YOUR TASKS
**A.** From the article on Climate Week NYC, extract the text from "Climate Week NYC is" up to and including "a sustainable future?".
**B.** Answer these questions using the article on Climate Week NYC:
(i) How much money did President Joe Biden announce for installing EV charging stations?
(ii) How many active lithium mines are there currently in America?
(iii) When was the Inflation Reduction Act passed?

PASSAGE GIVEN
──────────────────────────────
A Critical Look at Today’s Sustainability Efforts During Climate Week NYC

New York Climate Week

Climate Week NYC is underway. As the world’s largest climate event invites experts to gather in America’s economic and cultural center to navigate the planet’s most pressing challenges, it’s an appropriate time to consider how serious we’re being in our approach to urgent climate issues. Are we choosing style over substance? In New York and beyond, are we making decisions that actually lead to a sustainable future?

At best, the answers to those questions are complicated. It’s hard to ignore the show of support that electric vehicles have enjoyed in recent months. Passed in mid-August, the Inflation Reduction Act restructured the tax credits available for electric vehicle buyers. President Joe Biden recently made an appearance at an EV-centric auto show during a trip to Detroit, snagging photos while seated inside all kinds of new electric vehicles and announcing the approval of $900 million dedicated to installing EV charging stations across the country.

Policy and publicity are working in tandem to position electric vehicles as the must-have item for life in a sustainable world. Meanwhile, relatively few headlines have focused on the complications inherent with a boom in EV popularity—most notably, the path to increased production is looking pretty unsteady.

A rechargeable battery is core to an electric vehicle’s functionality. The world’s dominant supply of lithium-ion batteries for EVs comes from China; the country has established itself as a superpower for mining, processing, and refining lithium. A skyrocketing need for EV batteries runs the risk of increasing America’s energy dependence on a nation that presents a tense and sensitive commerce relationship. At the same time, there’s currently just one active lithium mine in America. Another complicating factor: To qualify for the Inflation Reduction Act’s new tax credits, EVs must use batteries with a specified amount of materials sourced from North America (or U.S. trade partners) as early as 2024. It all contributes to a hazy and uncertain outlook for the widespread transition to EVs, offering more questions than answers.
──────────────────────────────
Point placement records
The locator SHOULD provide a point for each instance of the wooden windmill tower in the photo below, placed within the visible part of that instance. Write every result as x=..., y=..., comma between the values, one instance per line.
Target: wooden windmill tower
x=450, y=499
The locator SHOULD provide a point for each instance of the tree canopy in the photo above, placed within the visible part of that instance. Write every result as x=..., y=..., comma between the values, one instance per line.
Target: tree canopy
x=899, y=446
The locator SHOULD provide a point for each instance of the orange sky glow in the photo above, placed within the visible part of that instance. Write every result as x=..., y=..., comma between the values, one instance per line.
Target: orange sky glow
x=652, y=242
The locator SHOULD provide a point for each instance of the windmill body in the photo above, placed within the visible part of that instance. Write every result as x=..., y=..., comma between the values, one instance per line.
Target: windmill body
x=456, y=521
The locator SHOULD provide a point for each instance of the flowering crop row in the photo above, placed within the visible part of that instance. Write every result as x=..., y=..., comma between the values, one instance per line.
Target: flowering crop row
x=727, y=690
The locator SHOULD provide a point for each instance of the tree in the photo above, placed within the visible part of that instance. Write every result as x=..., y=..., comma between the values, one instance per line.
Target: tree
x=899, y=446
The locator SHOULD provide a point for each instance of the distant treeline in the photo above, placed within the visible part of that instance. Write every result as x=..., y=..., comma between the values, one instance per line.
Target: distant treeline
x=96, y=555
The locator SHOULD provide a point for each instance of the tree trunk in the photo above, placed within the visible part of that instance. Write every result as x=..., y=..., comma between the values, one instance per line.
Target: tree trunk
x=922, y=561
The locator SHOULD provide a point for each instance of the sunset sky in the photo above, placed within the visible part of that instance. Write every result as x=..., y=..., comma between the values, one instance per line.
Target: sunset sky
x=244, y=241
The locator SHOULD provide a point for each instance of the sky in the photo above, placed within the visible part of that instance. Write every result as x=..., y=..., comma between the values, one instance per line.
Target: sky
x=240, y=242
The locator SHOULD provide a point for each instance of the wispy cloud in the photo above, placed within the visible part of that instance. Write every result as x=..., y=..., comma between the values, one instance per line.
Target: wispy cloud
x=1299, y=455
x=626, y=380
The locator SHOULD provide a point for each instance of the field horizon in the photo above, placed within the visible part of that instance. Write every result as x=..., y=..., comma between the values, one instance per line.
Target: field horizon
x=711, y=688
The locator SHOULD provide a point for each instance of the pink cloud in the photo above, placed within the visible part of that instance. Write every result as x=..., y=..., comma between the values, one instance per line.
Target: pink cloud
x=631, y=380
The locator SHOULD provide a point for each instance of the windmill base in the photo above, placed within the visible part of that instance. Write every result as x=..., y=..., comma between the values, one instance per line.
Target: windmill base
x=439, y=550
──────────────────────────────
RESPONSES TO THE EXERCISE
**A.**
Climate Week NYC is underway. As the world’s largest climate event invites experts to gather in America’s economic and cultural center to navigate the planet’s most pressing challenges, it’s an appropriate time to consider how serious we’re being in our approach to urgent climate issues. Are we choosing style over substance? In New York and beyond, are we making decisions that actually lead to a sustainable future?

**B.**
(i) $900 million
(ii) One
(iii) Mid-August